→ **Consigne 1**
Répondez à ces questions à partir de l'extrait ci-dessous sur le développement de nos sociétés :
(a) Les enseignements de qui doivent être intégrés à la réflexion ?
(b) Quelles sont les deux échéances qui se confrontent ?
(c) Qui chacun de nous doit-il inciter à mettre en place les actions qui s'imposent ?
→ **Consigne 2**
Recopiez tel quel le passage de l'extrait ci-dessous sur le développement de nos sociétés : commencez aux mots « Nous devons donc » et arrêtez-vous après les mots « à moyen terme. ».

→ **Extrait du texte**
========================

Nous devons donc repenser le socle même du développement de nos sociétés : les intérêts particuliers doivent être dépassés pour l’intérêt général, les systèmes économiques et financiers mondiaux doivent désormais évoluer pour soutenir des politiques futures plus durables. Par ailleurs, les enseignements des peuples autochtones et des communautés locales doivent être intégrés à la réflexion. Les freins les plus puissants à un tel changement sont les intérêts de ceux qui ne veulent pas que le monde change, sous peine de porter atteinte à la croissance et au développement économique. Deux échéances se confrontent : celle des gains économiques à court terme et celle de l’avenir du vivant à moyen terme.

Il va sans dire que l’ampleur du changement est à la hauteur des enjeux et que chacun d’entre nous doit œuvrer pour inciter les instances décisionnaires dans son pays à mettre en place les actions qui s’imposent face à cette urgence.

 

Sources, pour en savoir plus !

========================

→ **Lignes de données**
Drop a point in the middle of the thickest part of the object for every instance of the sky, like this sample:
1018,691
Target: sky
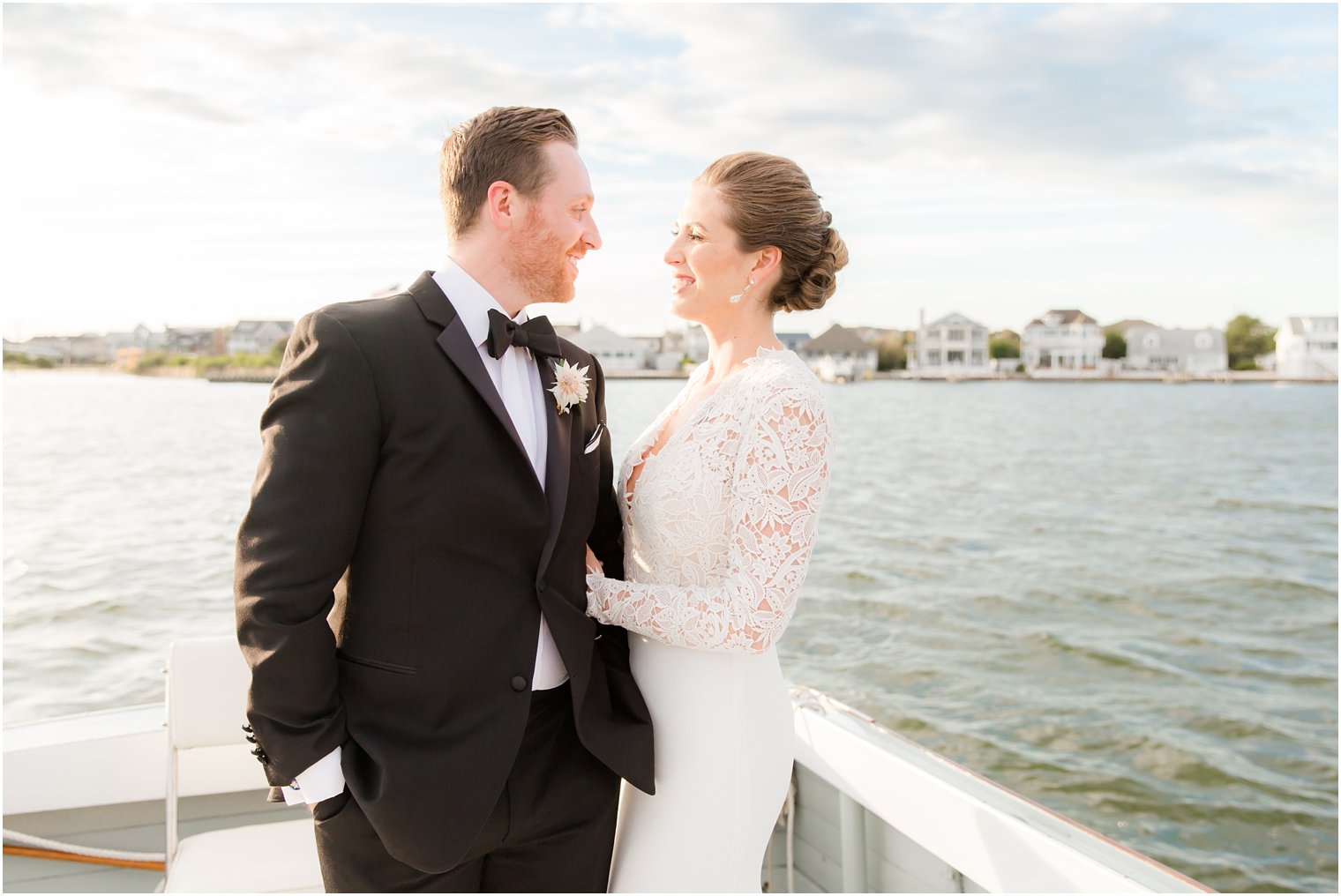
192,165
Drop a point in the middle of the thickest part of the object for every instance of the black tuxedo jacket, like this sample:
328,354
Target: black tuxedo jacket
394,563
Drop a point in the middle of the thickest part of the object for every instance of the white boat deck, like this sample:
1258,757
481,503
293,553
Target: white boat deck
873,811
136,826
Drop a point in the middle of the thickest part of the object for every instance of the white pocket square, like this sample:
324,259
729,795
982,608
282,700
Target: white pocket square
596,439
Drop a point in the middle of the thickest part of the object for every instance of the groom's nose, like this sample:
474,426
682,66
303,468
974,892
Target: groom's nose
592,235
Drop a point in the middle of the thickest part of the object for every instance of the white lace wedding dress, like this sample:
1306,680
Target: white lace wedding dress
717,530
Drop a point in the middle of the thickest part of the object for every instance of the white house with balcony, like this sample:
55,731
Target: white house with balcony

========================

→ **Résultat 1**
(a) Ceux des peuples autochtones et des communautés locales.
(b) Celle des gains économiques à court terme et celle de l'avenir du vivant à moyen terme.
(c) Les instances décisionnaires dans son pays.

→ **Résultat 2**
Nous devons donc repenser le socle même du développement de nos sociétés : les intérêts particuliers doivent être dépassés pour l’intérêt général, les systèmes économiques et financiers mondiaux doivent désormais évoluer pour soutenir des politiques futures plus durables. Par ailleurs, les enseignements des peuples autochtones et des communautés locales doivent être intégrés à la réflexion. Les freins les plus puissants à un tel changement sont les intérêts de ceux qui ne veulent pas que le monde change, sous peine de porter atteinte à la croissance et au développement économique. Deux échéances se confrontent : celle des gains économiques à court terme et celle de l’avenir du vivant à moyen terme.